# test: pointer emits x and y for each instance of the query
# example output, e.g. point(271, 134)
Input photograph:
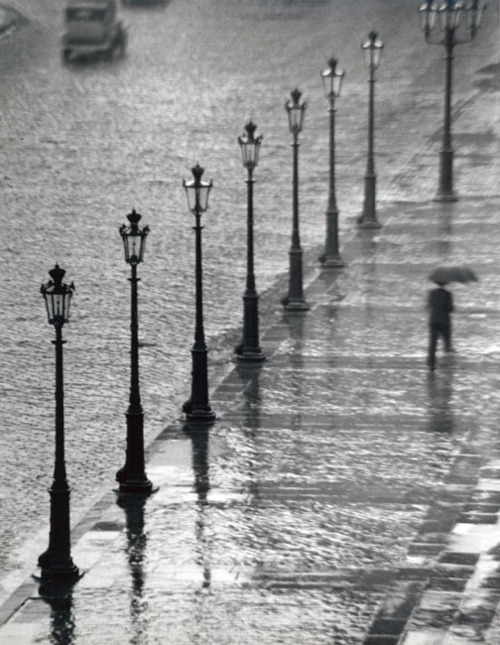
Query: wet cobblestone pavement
point(345, 495)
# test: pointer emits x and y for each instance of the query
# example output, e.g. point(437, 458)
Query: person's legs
point(446, 331)
point(431, 356)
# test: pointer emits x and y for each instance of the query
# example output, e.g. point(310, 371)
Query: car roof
point(90, 4)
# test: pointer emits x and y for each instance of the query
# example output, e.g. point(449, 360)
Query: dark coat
point(440, 305)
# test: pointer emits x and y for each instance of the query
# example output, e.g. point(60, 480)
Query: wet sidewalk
point(345, 494)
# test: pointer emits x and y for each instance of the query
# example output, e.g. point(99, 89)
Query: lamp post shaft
point(198, 407)
point(369, 216)
point(56, 563)
point(445, 190)
point(250, 350)
point(295, 301)
point(132, 477)
point(331, 256)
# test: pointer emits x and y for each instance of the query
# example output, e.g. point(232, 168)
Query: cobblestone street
point(345, 495)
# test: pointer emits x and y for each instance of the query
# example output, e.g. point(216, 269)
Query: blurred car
point(92, 29)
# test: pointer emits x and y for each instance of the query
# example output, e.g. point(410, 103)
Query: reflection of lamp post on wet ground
point(332, 81)
point(372, 48)
point(200, 460)
point(295, 301)
point(56, 562)
point(197, 408)
point(62, 620)
point(132, 477)
point(450, 16)
point(249, 350)
point(134, 507)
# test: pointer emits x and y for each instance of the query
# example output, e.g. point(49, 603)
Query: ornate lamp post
point(332, 81)
point(372, 48)
point(132, 477)
point(454, 18)
point(295, 301)
point(198, 408)
point(56, 562)
point(249, 350)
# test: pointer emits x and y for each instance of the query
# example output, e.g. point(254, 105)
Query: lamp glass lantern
point(372, 50)
point(197, 191)
point(57, 296)
point(250, 146)
point(134, 239)
point(332, 79)
point(428, 11)
point(450, 15)
point(296, 111)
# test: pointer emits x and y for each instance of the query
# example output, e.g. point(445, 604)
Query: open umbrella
point(453, 274)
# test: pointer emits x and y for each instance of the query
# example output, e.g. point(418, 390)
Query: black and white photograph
point(250, 322)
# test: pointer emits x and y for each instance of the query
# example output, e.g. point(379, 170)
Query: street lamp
point(295, 301)
point(197, 408)
point(452, 15)
point(132, 477)
point(372, 49)
point(249, 349)
point(332, 81)
point(56, 562)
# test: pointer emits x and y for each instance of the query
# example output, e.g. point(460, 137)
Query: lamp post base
point(331, 261)
point(249, 355)
point(445, 197)
point(368, 223)
point(137, 484)
point(56, 570)
point(294, 304)
point(198, 413)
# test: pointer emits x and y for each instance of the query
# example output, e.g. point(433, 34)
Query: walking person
point(440, 306)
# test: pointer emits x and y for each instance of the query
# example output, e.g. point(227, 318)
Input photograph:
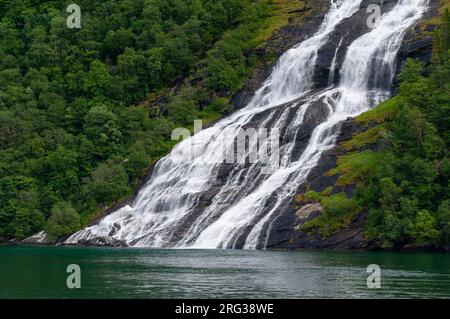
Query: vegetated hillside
point(77, 123)
point(390, 187)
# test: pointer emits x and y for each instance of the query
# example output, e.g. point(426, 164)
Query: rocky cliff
point(295, 227)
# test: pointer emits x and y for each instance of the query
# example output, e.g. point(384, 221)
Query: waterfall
point(169, 210)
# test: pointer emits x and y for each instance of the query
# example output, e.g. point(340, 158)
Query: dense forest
point(75, 131)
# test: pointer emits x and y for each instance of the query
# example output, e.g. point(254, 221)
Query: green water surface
point(40, 272)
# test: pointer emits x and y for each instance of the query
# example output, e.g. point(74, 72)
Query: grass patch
point(338, 213)
point(355, 166)
point(283, 10)
point(367, 137)
point(380, 113)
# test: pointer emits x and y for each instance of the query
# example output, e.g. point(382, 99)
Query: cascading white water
point(166, 211)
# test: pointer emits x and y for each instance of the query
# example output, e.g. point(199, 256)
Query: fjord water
point(40, 272)
point(168, 211)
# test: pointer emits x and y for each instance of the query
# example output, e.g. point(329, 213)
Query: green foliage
point(408, 192)
point(338, 212)
point(63, 221)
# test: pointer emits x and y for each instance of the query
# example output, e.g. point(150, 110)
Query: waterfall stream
point(170, 209)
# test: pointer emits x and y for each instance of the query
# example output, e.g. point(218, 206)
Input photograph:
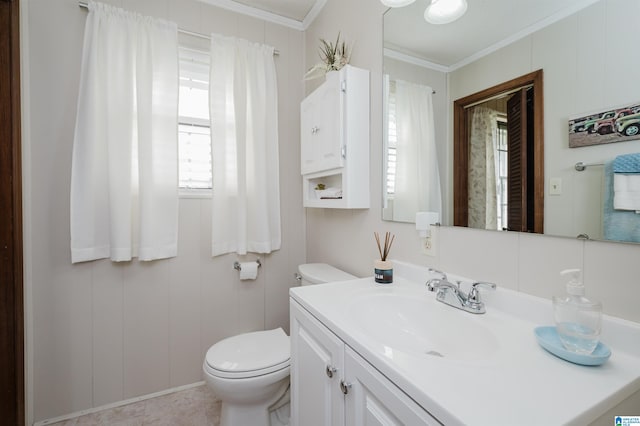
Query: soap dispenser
point(578, 320)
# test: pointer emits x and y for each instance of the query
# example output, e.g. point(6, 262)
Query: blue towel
point(618, 225)
point(628, 163)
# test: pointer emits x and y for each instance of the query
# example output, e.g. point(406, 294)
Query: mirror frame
point(461, 146)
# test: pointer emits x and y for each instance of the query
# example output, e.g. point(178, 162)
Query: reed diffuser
point(383, 268)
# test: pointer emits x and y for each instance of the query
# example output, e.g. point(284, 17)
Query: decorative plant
point(334, 57)
point(388, 241)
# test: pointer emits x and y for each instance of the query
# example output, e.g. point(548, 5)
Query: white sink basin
point(478, 369)
point(420, 327)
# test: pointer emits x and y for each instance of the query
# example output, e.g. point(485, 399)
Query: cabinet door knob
point(330, 370)
point(344, 387)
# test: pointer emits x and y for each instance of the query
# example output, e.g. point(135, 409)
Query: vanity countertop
point(495, 375)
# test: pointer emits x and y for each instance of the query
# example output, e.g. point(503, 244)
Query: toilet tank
point(316, 273)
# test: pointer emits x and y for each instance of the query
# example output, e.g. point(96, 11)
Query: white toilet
point(250, 372)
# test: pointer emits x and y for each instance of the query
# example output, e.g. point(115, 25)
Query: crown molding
point(269, 16)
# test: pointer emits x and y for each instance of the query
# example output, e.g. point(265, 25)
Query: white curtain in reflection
point(124, 177)
point(483, 204)
point(243, 99)
point(417, 176)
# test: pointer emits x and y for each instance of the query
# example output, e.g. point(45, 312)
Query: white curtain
point(483, 204)
point(417, 176)
point(124, 199)
point(244, 133)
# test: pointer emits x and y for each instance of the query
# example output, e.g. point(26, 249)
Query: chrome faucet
point(452, 295)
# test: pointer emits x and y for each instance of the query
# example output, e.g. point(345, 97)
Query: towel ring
point(237, 267)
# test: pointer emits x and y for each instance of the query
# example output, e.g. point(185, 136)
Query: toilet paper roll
point(248, 270)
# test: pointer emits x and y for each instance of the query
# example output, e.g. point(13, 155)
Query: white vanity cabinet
point(334, 137)
point(331, 385)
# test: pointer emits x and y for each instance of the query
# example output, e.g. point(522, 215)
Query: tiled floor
point(192, 407)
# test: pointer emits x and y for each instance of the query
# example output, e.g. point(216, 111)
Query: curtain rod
point(85, 5)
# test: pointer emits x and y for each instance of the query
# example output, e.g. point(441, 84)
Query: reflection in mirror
point(412, 182)
point(487, 46)
point(499, 157)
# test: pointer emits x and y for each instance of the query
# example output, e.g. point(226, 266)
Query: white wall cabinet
point(331, 385)
point(334, 127)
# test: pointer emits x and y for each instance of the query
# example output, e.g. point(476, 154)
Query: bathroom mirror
point(581, 45)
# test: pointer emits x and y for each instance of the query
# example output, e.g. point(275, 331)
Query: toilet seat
point(249, 355)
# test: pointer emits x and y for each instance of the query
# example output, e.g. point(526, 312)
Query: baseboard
point(116, 404)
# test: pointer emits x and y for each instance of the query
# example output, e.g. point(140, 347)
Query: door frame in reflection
point(461, 108)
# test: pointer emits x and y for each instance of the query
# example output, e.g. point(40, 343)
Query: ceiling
point(487, 25)
point(293, 9)
point(297, 14)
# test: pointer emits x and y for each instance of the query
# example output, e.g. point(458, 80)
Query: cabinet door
point(317, 359)
point(321, 127)
point(372, 400)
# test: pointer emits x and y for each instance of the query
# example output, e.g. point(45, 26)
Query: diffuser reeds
point(388, 241)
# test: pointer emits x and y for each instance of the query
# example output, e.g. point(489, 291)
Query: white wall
point(587, 68)
point(529, 263)
point(103, 332)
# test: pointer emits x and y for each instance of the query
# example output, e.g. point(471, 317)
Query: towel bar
point(580, 166)
point(237, 267)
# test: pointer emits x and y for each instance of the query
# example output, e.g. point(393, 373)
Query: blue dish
point(548, 338)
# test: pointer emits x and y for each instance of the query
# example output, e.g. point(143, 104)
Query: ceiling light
point(397, 3)
point(445, 11)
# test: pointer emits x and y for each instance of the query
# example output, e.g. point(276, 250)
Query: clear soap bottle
point(578, 319)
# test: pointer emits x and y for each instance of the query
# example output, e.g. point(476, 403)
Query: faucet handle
point(474, 294)
point(435, 271)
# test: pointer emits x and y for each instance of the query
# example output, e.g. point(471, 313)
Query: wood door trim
point(461, 148)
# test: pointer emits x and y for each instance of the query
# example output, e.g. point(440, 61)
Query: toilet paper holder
point(237, 267)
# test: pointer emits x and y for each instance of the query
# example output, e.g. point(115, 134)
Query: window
point(502, 178)
point(194, 133)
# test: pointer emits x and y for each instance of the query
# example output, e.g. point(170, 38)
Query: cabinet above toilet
point(334, 122)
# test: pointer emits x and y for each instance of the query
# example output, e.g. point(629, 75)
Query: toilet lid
point(323, 273)
point(250, 354)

INSTRUCTIONS TO FOLLOW:
Identify every line in the material above that contains the string "mirror", treating uppercase and lowercase as distinct, and copy each of those lines.

RESULT OF THIS EXERCISE:
Query: mirror frame
Query: reflection in mirror
Query: bathroom mirror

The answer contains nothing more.